— Aim —
Print the items below word for word, keeping every line as it is.

[Coordinate annotation items]
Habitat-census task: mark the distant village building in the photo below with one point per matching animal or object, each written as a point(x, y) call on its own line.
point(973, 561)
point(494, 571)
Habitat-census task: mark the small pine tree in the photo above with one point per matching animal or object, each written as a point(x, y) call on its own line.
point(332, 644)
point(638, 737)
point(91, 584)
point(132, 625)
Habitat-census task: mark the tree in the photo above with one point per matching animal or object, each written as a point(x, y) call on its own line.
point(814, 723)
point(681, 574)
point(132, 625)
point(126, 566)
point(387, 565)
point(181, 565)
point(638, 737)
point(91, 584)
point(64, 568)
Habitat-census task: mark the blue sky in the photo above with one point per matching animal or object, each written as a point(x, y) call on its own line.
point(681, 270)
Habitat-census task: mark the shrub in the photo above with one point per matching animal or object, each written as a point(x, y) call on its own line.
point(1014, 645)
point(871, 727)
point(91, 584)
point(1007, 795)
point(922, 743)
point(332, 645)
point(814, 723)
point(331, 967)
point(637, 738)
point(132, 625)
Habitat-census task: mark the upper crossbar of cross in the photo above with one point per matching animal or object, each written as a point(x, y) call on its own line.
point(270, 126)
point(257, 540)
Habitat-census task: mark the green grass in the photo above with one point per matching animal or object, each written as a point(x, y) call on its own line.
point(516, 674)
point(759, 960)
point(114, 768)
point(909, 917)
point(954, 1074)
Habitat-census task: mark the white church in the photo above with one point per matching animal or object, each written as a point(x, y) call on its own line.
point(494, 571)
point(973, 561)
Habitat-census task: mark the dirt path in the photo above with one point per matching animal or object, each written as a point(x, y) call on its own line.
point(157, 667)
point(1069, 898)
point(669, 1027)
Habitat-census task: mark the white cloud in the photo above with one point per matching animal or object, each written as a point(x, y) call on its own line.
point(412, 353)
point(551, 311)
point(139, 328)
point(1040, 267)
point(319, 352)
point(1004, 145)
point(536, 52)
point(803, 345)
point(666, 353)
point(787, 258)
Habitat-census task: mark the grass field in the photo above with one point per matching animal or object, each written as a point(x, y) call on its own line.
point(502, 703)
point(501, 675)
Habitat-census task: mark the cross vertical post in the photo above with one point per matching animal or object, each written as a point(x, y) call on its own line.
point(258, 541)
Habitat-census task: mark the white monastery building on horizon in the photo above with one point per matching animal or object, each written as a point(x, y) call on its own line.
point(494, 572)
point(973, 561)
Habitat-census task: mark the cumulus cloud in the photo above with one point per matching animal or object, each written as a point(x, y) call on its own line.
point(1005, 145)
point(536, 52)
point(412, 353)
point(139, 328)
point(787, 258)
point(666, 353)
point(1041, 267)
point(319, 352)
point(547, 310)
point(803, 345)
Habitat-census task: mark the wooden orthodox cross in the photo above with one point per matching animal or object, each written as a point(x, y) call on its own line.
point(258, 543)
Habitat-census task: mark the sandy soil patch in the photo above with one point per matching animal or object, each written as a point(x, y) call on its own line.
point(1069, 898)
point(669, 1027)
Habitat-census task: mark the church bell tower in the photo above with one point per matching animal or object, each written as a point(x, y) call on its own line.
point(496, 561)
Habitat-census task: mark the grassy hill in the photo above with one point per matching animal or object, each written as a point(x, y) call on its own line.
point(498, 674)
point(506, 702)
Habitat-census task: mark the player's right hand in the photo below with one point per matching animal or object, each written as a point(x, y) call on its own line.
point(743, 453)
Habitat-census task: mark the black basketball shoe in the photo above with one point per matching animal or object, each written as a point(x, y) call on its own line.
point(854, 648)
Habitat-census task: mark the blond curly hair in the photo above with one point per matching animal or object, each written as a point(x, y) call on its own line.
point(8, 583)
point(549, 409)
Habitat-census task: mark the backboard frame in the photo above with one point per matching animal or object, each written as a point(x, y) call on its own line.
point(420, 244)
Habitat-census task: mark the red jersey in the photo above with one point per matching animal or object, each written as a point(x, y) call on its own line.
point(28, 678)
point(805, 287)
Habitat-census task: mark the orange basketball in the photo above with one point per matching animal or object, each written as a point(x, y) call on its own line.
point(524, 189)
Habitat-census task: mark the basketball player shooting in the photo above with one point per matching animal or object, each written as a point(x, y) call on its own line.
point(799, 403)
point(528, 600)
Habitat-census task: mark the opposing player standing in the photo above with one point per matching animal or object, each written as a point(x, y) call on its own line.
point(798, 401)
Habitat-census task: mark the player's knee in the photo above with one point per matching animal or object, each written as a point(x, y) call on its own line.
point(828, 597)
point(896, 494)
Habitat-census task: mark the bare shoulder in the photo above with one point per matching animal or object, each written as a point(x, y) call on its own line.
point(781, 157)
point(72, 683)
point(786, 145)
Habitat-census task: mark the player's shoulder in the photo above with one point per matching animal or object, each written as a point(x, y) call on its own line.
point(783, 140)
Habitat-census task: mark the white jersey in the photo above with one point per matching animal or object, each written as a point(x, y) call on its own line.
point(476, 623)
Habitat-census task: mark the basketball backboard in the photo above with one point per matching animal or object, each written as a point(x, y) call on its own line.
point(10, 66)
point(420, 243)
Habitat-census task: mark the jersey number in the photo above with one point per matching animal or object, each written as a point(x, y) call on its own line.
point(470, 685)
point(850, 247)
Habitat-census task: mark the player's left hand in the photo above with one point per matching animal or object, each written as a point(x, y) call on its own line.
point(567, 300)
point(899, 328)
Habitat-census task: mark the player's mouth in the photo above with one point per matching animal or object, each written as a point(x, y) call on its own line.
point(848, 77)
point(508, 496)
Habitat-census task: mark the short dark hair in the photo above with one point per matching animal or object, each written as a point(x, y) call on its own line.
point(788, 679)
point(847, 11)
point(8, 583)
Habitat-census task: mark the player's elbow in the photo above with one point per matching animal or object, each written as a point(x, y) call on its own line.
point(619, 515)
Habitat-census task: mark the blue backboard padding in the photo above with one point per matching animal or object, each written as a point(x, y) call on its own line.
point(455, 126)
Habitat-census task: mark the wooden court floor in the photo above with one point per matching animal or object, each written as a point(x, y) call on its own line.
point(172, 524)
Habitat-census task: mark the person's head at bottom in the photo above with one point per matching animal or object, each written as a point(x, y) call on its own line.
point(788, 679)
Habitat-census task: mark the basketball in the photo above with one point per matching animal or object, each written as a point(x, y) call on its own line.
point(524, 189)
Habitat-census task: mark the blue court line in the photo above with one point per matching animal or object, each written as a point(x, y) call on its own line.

— Expected answer —
Habitat-census task: mark the distant village building in the photo below with one point per matching animal or object, each written as a point(x, y) call on its own line.
point(973, 561)
point(494, 571)
Habitat-census task: mark the small pine tree in the photo above with one point per matching animal or object, each written as a point(x, y) call on its own line.
point(332, 644)
point(638, 737)
point(91, 584)
point(132, 625)
Habitat-census task: mark the tree in the photo above with one point per matching animal or object, each written as a point(x, y) call on its own line.
point(814, 723)
point(681, 574)
point(132, 625)
point(126, 566)
point(387, 565)
point(181, 565)
point(638, 737)
point(91, 584)
point(64, 568)
Habitat-census task: mark the blue sky in the photo above with one point per matching animal or object, each written as a point(x, y) call on its own line.
point(681, 270)
Habitat-census task: mark the shrub in the photo above with one point per matching animal or object, each written as a point(x, y) call on its own line.
point(1014, 645)
point(871, 727)
point(91, 584)
point(1007, 795)
point(922, 743)
point(332, 645)
point(814, 723)
point(331, 967)
point(637, 738)
point(132, 625)
Habitat-census task: mark the upper crossbar of cross in the photo above with one point per matching animal or object, each written as a point(x, y) call on its own line.
point(270, 126)
point(257, 540)
Habitat-census task: mark the green grass in the photo above with one point per matching animal or object, each written as a point(x, y) call on its own line.
point(516, 674)
point(759, 960)
point(114, 768)
point(909, 917)
point(954, 1074)
Habitat-census task: mark the white church in the photo above with one point per matching animal or object, each written as a point(x, y) call on its own line.
point(494, 571)
point(973, 561)
Habitat-census task: mark the dirt path in the photo above with one point per matching animal or object, each written as a point(x, y) call on its own line.
point(157, 667)
point(1069, 898)
point(669, 1027)
Habitat-census task: mark the white cloud in the photo above with one point per matching animal or object, each written as a point(x, y) call on its own line.
point(412, 353)
point(551, 311)
point(139, 328)
point(1040, 267)
point(319, 352)
point(1004, 145)
point(536, 52)
point(803, 345)
point(666, 353)
point(787, 258)
Habitat-census task: mark the grass field in the photo above with one point per matching animal or object, each written as a point(x, y) call on its own line.
point(502, 703)
point(501, 675)
Habitat-census task: mark the cross vertical post in the photo above with one point per matching animal or object, each written as a point(x, y) call on its own line.
point(258, 541)
Habitat-census task: mark the white monastery building on horizon in the photo above with one point per matching animal or object, each written as a point(x, y) call on its own line.
point(494, 572)
point(973, 561)
Habitat-census task: mark the cumulus cloud in the photo above with one point per matching animal or object, each written as a point(x, y) call on its own line.
point(1005, 145)
point(536, 52)
point(412, 353)
point(139, 328)
point(787, 258)
point(666, 353)
point(1041, 267)
point(319, 352)
point(547, 310)
point(803, 345)
Habitat-census task: mark the wooden orthodox cross in the photo above with one point per matching animal or object, each written as a point(x, y) call on its own line.
point(258, 543)
Habitat-census task: mark the sandy soil patch in the photo above with one point per matching animal or object, each written as a point(x, y) call on its own line.
point(1069, 898)
point(669, 1027)
Habitat-census task: mark the church bell tower in the photo above with one point per matching animal or object, each written as a point(x, y) call on its own line.
point(496, 561)
Habitat-census task: mark the grassy hill in the photo above with one point per matching animal or object, each written as a point(x, y) call on its own line.
point(498, 674)
point(506, 702)
Habitat-census task: mark the player's right hand in the photo below with one point per matching animal or object, each written as a point(x, y) call on its own line.
point(743, 453)
Habitat-census task: mark the black basketball shoe in the photo above with one point per matching animal or object, each written as a point(x, y) call on its own line.
point(854, 648)
Habitat-census task: mark the blond curly hair in the photo above with one point per matching animal or object, each written as a point(x, y) call on its own line.
point(8, 583)
point(549, 409)
Habitat-census task: mark the backboard frame in the photo above with one point per matching animal or object, each written as a point(x, y) call on its own line.
point(420, 244)
Habitat-census task: mark the red jersey in the photo above with one point per matching animal or object, each written as a point(x, y) call on its own line.
point(28, 678)
point(805, 287)
Habitat-census task: mark the orange basketball in the photo above with one point per matching animal or object, each written as a point(x, y) call on its own line.
point(524, 189)
Habitat-census task: mark the basketball player shooting in the photo above with one point per matching animal or object, each written as a point(x, y) call on its own line.
point(799, 403)
point(528, 600)
Habitat-census task: mark the opposing player standing in the photo above with one point per matching animal or object, each written as a point(x, y) call on its own line.
point(798, 401)
Habitat-census task: mark the player's knee in the photo above with one point per matching animal or object, each written as a point(x, y) call on its own line.
point(828, 597)
point(896, 494)
Habitat-census task: mark the bare shoulder in the photo above with one point per matching animal or object, each written as a point(x, y) call on its own line.
point(781, 157)
point(72, 683)
point(786, 145)
Habitat-census task: mark the player's shoulder in the photo above with one point per matching animal or object, each written as a point(x, y) call on its own line.
point(783, 140)
Habitat-census task: mark the white jersey in the photo above with one point per matching animal or object, each written as a point(x, y) call on its own line.
point(476, 623)
Habitat-census task: mark the basketball backboard in the photo above with one point per matching animal or object, each written as a point(x, y) call on its own line.
point(10, 66)
point(420, 243)
Habitat-census task: mark the jersey number in the photo above with one point per matching animal or object, each written as a point(x, y) call on its own line.
point(470, 685)
point(850, 247)
Habitat-census task: mark the player's left hand in the photo above with one point per matching animal or object, each written as a point(x, y) call on its own line.
point(567, 300)
point(899, 328)
Habitat-census task: mark the player's mouth in the photo above with one point per matching animal or object, each written as a point(x, y) call on its own line.
point(848, 77)
point(508, 496)
Habitat-census task: mark the short dark hair in the photo above with one point per matching animal or object, each written as a point(x, y) call on its own line.
point(788, 679)
point(847, 11)
point(8, 583)
Habitat-census task: mark the player's elbow in the photo above with one point per matching animal or object, each written as a point(x, y) call on its own line.
point(619, 515)
Habitat-census task: mark the blue backboard padding in the photo above with one point per matching animal or object, each written as a point(x, y) call on its own line.
point(455, 126)
Habitat-census task: mark the wooden court floor in the photo above with one point per matching animal or object, each written as a point(x, y) call on its own line.
point(172, 524)
Habitat-census task: mark the person's head at bottom in the photo above with one point per matching animal or object, each written as a point(x, y) call on its own line.
point(788, 679)
Habitat-census task: mark the basketball in the photo above with one point per matching animal or object, each written as a point(x, y) call on its own line.
point(524, 189)
Habitat-census task: mark the blue court line in the photo above with one point per matching animal or object, each written as a point(x, y) call on its own line.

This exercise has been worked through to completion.